**Given records:**
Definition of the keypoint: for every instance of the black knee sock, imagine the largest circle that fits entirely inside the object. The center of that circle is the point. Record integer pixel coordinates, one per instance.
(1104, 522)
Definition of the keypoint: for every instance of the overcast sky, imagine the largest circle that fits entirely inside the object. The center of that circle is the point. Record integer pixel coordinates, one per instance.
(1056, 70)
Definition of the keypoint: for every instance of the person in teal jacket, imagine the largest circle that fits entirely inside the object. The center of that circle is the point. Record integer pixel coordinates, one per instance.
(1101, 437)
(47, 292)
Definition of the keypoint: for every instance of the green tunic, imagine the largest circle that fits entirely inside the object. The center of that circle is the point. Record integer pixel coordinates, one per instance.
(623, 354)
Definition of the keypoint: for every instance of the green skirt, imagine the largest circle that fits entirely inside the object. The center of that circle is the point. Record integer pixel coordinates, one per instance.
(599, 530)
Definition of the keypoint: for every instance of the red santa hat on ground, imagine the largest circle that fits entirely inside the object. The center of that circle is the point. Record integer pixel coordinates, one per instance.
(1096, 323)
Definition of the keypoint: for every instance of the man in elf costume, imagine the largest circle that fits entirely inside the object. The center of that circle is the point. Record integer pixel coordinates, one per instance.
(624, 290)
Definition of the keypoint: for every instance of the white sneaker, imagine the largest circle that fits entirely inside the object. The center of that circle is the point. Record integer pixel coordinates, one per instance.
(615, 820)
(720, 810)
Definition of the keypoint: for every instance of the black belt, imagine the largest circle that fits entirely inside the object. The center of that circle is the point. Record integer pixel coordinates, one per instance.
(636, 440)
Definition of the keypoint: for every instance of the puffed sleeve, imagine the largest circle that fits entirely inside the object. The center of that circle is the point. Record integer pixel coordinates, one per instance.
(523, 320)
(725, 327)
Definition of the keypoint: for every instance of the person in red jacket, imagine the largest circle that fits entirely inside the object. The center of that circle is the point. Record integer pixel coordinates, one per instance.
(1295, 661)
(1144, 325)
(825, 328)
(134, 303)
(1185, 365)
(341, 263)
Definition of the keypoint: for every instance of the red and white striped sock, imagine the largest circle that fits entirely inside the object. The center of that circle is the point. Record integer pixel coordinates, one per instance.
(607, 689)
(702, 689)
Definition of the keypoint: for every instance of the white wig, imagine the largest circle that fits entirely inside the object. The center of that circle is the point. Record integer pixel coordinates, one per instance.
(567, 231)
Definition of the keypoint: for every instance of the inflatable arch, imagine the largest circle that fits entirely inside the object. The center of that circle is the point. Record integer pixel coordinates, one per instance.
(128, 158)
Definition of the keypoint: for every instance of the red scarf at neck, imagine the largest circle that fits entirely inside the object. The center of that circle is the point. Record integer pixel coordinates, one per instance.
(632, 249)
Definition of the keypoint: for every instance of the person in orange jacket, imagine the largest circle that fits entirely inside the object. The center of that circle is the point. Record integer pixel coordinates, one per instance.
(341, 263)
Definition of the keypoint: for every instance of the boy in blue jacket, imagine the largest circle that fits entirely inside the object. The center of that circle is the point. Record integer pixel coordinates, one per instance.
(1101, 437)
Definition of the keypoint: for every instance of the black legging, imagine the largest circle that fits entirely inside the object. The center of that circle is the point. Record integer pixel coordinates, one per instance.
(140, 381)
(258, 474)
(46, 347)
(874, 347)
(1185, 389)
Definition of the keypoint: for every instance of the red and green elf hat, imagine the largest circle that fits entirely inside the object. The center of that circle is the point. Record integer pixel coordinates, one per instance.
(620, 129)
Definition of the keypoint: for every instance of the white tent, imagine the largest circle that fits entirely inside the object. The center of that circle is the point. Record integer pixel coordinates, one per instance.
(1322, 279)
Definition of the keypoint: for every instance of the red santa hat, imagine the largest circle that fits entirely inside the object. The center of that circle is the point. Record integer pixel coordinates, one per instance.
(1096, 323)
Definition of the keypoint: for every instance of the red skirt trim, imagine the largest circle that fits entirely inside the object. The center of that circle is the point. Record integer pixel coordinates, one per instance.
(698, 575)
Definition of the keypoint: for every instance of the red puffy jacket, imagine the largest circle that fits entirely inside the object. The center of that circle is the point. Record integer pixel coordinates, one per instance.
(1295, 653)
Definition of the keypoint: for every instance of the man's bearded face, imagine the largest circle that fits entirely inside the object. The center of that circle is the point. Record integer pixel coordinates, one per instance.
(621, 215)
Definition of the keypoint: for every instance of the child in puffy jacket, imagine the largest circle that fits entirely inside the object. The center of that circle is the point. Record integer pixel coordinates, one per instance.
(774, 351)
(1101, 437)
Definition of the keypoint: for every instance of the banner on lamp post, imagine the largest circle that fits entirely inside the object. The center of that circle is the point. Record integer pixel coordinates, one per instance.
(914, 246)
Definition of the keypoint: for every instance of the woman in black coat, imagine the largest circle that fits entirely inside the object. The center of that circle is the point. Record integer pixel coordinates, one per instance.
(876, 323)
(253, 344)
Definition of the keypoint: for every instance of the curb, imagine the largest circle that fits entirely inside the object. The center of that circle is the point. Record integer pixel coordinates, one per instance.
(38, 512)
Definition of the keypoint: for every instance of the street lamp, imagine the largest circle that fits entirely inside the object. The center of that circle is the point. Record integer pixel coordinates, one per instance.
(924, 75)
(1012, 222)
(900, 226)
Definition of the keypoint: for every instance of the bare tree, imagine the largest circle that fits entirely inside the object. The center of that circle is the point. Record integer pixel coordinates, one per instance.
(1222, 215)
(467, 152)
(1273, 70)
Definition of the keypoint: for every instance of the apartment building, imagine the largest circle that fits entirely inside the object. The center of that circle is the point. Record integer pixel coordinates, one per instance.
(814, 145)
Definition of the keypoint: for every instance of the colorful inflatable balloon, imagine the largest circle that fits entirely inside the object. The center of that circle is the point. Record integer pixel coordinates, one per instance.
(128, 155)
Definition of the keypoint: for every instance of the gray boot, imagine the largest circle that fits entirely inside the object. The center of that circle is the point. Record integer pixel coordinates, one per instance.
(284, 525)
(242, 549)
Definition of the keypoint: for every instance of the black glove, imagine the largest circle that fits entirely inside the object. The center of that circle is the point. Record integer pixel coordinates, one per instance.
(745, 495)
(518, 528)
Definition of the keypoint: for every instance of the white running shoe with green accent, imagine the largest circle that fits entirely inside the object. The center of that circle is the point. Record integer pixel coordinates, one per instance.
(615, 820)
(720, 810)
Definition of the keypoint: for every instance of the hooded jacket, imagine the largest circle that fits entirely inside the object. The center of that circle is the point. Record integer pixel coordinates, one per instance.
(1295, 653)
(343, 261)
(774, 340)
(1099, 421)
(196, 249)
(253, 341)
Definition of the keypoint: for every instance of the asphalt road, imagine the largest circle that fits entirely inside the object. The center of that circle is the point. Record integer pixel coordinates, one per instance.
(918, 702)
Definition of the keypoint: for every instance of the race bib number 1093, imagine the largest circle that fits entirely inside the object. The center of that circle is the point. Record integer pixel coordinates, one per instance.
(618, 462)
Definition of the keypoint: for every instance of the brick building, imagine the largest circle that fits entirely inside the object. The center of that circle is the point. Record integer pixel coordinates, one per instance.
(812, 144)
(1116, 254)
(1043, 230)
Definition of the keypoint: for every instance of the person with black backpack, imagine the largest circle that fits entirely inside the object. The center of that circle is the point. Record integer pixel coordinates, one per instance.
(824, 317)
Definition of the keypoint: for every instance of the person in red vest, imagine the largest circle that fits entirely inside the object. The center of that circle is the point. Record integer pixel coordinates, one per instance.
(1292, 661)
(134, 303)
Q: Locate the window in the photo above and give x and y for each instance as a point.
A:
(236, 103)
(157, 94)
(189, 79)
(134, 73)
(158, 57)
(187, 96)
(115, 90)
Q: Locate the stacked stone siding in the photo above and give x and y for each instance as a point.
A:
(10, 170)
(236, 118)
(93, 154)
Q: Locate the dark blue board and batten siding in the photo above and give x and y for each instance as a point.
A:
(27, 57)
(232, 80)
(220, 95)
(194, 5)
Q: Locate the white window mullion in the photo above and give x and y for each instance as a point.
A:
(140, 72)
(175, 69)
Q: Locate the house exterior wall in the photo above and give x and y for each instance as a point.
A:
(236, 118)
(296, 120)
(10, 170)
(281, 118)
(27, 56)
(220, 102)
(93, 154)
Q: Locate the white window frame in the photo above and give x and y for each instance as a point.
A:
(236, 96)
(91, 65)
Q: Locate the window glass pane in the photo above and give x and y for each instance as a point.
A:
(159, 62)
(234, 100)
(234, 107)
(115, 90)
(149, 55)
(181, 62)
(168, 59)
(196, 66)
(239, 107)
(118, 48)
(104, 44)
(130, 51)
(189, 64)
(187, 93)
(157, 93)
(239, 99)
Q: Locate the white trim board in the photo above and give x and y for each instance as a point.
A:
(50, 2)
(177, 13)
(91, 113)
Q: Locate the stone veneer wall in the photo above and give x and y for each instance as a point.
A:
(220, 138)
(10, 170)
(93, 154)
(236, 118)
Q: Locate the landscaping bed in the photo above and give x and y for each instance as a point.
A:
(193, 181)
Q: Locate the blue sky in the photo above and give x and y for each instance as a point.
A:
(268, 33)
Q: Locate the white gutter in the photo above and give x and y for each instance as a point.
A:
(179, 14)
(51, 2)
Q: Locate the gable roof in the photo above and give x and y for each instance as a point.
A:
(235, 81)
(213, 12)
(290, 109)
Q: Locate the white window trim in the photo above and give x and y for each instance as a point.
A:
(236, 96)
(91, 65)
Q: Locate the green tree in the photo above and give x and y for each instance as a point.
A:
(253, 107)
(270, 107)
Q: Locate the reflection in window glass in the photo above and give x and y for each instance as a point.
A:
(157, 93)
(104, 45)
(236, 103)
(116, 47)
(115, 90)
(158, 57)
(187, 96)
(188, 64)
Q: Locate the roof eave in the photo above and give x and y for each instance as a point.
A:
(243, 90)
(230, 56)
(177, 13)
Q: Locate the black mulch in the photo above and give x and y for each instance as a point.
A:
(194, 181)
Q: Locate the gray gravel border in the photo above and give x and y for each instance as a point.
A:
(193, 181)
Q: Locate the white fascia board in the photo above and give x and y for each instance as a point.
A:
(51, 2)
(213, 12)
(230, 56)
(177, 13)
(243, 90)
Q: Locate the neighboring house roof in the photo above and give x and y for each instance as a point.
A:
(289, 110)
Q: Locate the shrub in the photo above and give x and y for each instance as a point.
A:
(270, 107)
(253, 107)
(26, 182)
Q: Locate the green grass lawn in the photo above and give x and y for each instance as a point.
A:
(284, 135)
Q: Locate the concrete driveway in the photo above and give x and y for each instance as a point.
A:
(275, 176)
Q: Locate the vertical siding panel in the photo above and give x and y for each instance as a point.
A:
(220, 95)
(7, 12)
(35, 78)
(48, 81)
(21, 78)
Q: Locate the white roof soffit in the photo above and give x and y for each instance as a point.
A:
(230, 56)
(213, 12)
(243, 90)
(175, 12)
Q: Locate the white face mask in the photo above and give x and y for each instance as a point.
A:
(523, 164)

**Exercise objective:** Read the lines above. Gather those in which the string "siding" is found.

**Reply to the task:**
Q: Locate the stacked stone siding in the photo above and give x and y for each instance as a point.
Q: Locate the dark blue board and batten siding in the photo above and give x and y for each instance as a point.
Q: Locate the vertical siding panel in the photo above and give x and y for each instance as a point.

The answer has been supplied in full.